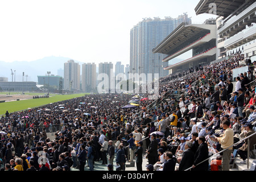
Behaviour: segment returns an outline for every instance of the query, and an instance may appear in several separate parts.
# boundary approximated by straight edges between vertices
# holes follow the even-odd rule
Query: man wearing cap
[[[220,116],[219,114],[216,114],[214,122],[213,122],[213,129],[218,130],[220,127]]]
[[[251,71],[248,70],[247,72],[248,72],[248,81],[249,83],[250,83],[253,80],[254,80],[255,77],[253,76]]]
[[[194,162],[195,153],[191,150],[192,143],[187,141],[185,144],[185,151],[182,154],[181,160],[179,165],[179,171],[184,171],[190,168]]]
[[[137,171],[142,171],[142,145],[143,143],[142,141],[140,141],[138,144],[139,147],[138,147],[137,150],[134,152],[134,154],[136,156],[136,167],[137,168]]]
[[[217,137],[216,139],[221,144],[223,149],[222,165],[223,171],[229,171],[229,162],[232,152],[232,147],[230,147],[234,144],[234,131],[229,127],[230,122],[224,120],[222,123],[223,129],[225,130],[222,137]],[[225,149],[227,149],[225,150]],[[225,151],[224,151],[225,150]]]
[[[188,114],[190,115],[190,118],[193,118],[196,116],[196,100],[193,100],[192,101],[192,107],[190,111],[188,112]]]
[[[236,92],[238,92],[238,89],[241,88],[241,82],[240,82],[240,77],[239,76],[236,77]]]
[[[228,99],[228,90],[226,89],[226,85],[225,85],[222,86],[222,92],[220,95],[220,98],[221,100],[221,105],[223,105],[223,103],[226,101]]]
[[[253,130],[253,125],[250,123],[246,123],[244,127],[245,130],[247,131],[246,134],[245,136],[245,138],[246,138],[255,133],[255,131]],[[256,135],[253,136],[250,138],[250,146],[249,150],[251,151],[254,149],[254,145],[256,144]],[[242,146],[238,148],[237,150],[237,153],[239,154],[240,157],[243,159],[243,161],[241,162],[242,164],[246,163],[246,159],[247,159],[247,148],[248,148],[248,139],[246,139],[245,141],[245,143],[243,144]]]
[[[107,167],[109,171],[113,171],[113,164],[108,164]]]
[[[154,166],[152,164],[149,164],[147,166],[146,169],[147,171],[154,171]]]
[[[173,157],[172,153],[167,151],[165,154],[166,162],[163,163],[163,171],[172,171],[175,169],[176,159]]]
[[[242,88],[238,89],[239,96],[237,98],[237,106],[238,109],[238,115],[240,117],[243,117],[243,104],[245,104],[245,94]]]
[[[249,107],[250,114],[248,117],[248,122],[252,122],[255,121],[255,118],[256,118],[256,112],[255,111],[255,107],[254,106],[250,106]]]
[[[188,126],[187,125],[186,122],[184,121],[183,118],[181,118],[179,119],[179,121],[180,123],[180,127],[183,128],[183,129],[188,127]]]
[[[177,115],[176,114],[176,111],[174,111],[172,113],[172,118],[171,119],[171,125],[177,126],[177,120],[178,120]]]
[[[199,131],[199,133],[198,134],[198,136],[205,136],[207,135],[205,129],[206,129],[206,123],[204,122],[203,122],[201,123],[201,129],[200,130],[200,131]]]
[[[184,136],[181,136],[179,139],[180,140],[180,143],[176,150],[175,156],[179,155],[185,150],[185,144],[186,144],[185,138]]]
[[[134,157],[134,138],[133,138],[133,134],[132,133],[129,134],[130,139],[127,141],[127,143],[129,144],[129,152],[130,152],[130,160],[129,162],[133,162],[133,158]]]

#####

◆ Exercise details ◆
Can you render all the records above as a JSON list of strings, one string per line, with blank lines dropped and the pictures left out?

◆ Task solution ◆
[
  "Behaviour: segment returns an outline for every instance of the query, and an instance may appear in several separate parts.",
  "# boundary approximated by straight edges between vertices",
  "# holes follow the even-odd rule",
  "Query: man wearing cap",
  "[[[220,116],[219,114],[216,114],[214,122],[213,122],[213,129],[218,130],[220,127]]]",
  "[[[251,71],[248,70],[247,72],[248,72],[248,81],[249,83],[250,83],[253,80],[254,80],[255,77],[253,76]]]",
  "[[[194,162],[195,153],[191,150],[192,143],[187,141],[185,144],[185,151],[182,154],[181,160],[179,165],[179,171],[184,171],[190,168]]]",
  "[[[137,171],[142,171],[142,145],[143,143],[142,141],[140,141],[138,144],[139,147],[138,147],[137,150],[134,152],[134,154],[136,156],[136,167],[137,168]]]",
  "[[[217,137],[216,139],[221,144],[223,149],[222,165],[223,171],[229,171],[229,162],[232,152],[232,147],[230,147],[234,144],[234,131],[229,127],[230,122],[224,120],[222,123],[223,129],[225,130],[222,137]],[[225,149],[227,149],[225,150]],[[225,151],[224,151],[225,150]]]",
  "[[[188,114],[190,115],[190,118],[193,118],[196,116],[196,100],[193,100],[192,101],[192,107],[190,111],[188,112]]]",
  "[[[236,92],[238,92],[238,89],[241,88],[241,82],[240,82],[240,77],[239,76],[236,77]]]",
  "[[[228,99],[228,90],[226,89],[226,85],[225,85],[222,86],[222,92],[220,95],[220,98],[221,100],[221,105],[223,105],[223,103],[226,101]]]",
  "[[[253,130],[253,125],[250,123],[246,123],[244,127],[245,130],[247,131],[246,134],[245,136],[245,138],[246,138],[255,133],[255,131]],[[256,135],[253,136],[250,138],[250,146],[249,150],[251,151],[254,149],[254,145],[256,144]],[[242,146],[238,148],[237,150],[237,153],[239,154],[240,157],[243,159],[243,161],[241,162],[242,164],[246,163],[246,159],[247,159],[247,148],[248,148],[248,139],[246,139],[245,141],[245,143],[243,144]]]",
  "[[[107,167],[109,171],[113,171],[113,164],[108,164]]]",
  "[[[154,166],[152,164],[149,164],[147,166],[146,169],[147,171],[154,171]]]",
  "[[[173,157],[172,153],[167,151],[165,154],[166,162],[163,163],[163,171],[172,171],[175,169],[176,159]]]",
  "[[[242,88],[238,89],[239,96],[237,98],[237,106],[238,109],[238,115],[240,117],[243,117],[243,104],[245,104],[245,94]]]",
  "[[[249,107],[250,114],[248,117],[248,122],[252,122],[255,121],[255,118],[256,118],[256,112],[255,111],[255,107],[254,106],[250,106]]]",
  "[[[188,126],[187,125],[186,122],[184,121],[183,118],[181,118],[179,119],[179,121],[180,123],[180,127],[183,128],[183,129],[188,127]]]",
  "[[[177,115],[176,114],[176,111],[174,111],[172,113],[172,118],[171,119],[171,125],[177,126],[177,120],[178,120]]]",
  "[[[199,131],[199,133],[198,134],[198,136],[205,136],[207,135],[205,129],[206,129],[206,123],[204,122],[203,122],[201,123],[201,129],[200,130],[200,131]]]",
  "[[[184,136],[181,136],[179,139],[180,140],[180,143],[176,150],[175,156],[179,155],[185,150],[185,144],[186,144],[185,138]]]",
  "[[[134,157],[134,138],[133,138],[133,134],[132,133],[129,134],[130,139],[127,141],[127,143],[129,144],[129,152],[130,152],[130,160],[129,162],[133,162],[133,158]]]"
]